- **PROBLEM TO SOLVE**: From the line with "Each instance of the woman with" through the line with "Each instance of the man in dark", repeat the entries verbatim, both end lines included, and add nothing.

[AVAILABLE DATA Boundary: Start]

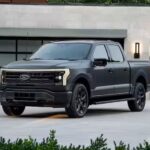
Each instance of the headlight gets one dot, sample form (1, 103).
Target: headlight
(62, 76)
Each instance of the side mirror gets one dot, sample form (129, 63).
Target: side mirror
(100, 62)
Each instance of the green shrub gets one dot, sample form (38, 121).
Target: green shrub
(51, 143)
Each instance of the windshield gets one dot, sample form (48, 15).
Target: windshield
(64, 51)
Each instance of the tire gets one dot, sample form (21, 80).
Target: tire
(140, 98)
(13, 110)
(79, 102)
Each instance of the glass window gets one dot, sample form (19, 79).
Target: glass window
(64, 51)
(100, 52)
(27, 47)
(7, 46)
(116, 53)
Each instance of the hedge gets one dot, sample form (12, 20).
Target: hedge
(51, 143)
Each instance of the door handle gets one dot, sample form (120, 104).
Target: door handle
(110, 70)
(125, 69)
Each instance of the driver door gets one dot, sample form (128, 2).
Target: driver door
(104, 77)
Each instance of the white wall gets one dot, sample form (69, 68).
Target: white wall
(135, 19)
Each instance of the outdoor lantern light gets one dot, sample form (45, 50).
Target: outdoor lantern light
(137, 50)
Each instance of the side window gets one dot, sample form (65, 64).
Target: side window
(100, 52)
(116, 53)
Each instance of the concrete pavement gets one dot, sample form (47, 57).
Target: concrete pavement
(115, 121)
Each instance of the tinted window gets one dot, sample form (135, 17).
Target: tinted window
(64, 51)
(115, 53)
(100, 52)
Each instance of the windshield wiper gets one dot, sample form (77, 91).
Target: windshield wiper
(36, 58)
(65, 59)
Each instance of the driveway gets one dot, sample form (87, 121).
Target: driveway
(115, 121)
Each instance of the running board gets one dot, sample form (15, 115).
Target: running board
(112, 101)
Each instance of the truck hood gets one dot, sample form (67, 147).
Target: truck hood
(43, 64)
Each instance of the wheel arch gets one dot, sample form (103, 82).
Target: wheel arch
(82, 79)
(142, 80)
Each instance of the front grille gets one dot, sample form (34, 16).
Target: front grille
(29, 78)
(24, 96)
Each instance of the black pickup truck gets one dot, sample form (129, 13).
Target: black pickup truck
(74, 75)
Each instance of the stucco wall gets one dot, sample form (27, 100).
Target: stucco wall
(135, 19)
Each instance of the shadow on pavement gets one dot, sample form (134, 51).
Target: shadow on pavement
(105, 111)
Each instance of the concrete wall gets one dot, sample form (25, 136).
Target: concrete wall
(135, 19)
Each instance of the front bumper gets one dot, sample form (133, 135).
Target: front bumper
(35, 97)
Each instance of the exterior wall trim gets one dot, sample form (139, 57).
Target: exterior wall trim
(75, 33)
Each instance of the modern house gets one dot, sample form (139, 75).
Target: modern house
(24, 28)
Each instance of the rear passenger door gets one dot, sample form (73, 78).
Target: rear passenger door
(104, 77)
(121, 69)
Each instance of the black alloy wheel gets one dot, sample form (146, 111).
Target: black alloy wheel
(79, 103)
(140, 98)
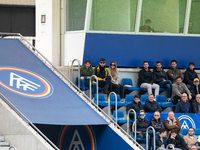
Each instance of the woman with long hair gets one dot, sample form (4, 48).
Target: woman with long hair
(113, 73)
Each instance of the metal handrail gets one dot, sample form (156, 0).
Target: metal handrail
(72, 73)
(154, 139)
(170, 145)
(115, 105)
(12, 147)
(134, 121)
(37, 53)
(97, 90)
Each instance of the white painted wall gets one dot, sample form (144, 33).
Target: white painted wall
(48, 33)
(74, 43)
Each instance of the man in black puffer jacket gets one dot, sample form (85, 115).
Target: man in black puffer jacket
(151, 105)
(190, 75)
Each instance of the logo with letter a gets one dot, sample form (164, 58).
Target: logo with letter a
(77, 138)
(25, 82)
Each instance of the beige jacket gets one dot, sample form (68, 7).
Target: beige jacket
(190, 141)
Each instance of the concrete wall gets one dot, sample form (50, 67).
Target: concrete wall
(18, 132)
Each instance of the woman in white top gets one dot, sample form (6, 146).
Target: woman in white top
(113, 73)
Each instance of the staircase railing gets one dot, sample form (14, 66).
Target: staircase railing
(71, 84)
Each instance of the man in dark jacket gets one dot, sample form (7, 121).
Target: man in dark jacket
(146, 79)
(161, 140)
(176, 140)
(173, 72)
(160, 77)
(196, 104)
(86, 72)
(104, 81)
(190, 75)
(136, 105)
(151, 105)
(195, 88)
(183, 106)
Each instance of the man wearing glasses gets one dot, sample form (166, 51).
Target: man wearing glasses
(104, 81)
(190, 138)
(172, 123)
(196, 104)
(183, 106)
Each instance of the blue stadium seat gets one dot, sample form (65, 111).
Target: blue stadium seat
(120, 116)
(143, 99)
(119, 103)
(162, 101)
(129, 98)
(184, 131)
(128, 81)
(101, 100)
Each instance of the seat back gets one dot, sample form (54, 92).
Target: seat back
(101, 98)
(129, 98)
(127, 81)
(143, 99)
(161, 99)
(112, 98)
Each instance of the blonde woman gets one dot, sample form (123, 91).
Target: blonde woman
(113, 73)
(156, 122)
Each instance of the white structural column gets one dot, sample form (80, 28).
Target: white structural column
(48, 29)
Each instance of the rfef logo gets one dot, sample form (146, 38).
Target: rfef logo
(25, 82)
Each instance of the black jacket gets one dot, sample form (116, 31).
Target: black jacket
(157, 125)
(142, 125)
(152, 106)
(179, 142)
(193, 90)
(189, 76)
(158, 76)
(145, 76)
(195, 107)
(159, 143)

[AVAILABLE DATA Boundary: End]

- **YOUR SOLUTION**:
Each instance of the woman with long hair gets one dot, sample form (4, 48).
Target: woman with long hair
(113, 73)
Each instance of the metal handrail gets one dot, sample form (156, 0).
Target: metal handrail
(72, 73)
(154, 139)
(170, 145)
(115, 105)
(12, 147)
(134, 121)
(37, 53)
(97, 90)
Each instance of the white painted wall gets one dot, sample form (144, 33).
Target: white painted wall
(48, 33)
(74, 43)
Each instance of the man in black puffer jacket gets one dot, sample form (85, 115).
Target: man in black puffer jacket
(151, 105)
(190, 75)
Each instance of the logo with letter a gets one dot, sample form (164, 58).
Target: logo with letter a
(77, 138)
(25, 82)
Each instance of the beige jacket gets one dot, sample form (68, 7).
Target: beige jacket
(190, 141)
Each instance of the concrete wall gets one dot, sample form (50, 67).
Target: concrete wall
(18, 132)
Each instance of the woman in white top gets one dot, sample form (6, 146).
Target: woman in white top
(113, 73)
Each instance of the staircase railing gets one dot, sample form (14, 66).
Target: staircase railing
(71, 84)
Each instance of the man in dark jacket gets one dot, sample form (7, 121).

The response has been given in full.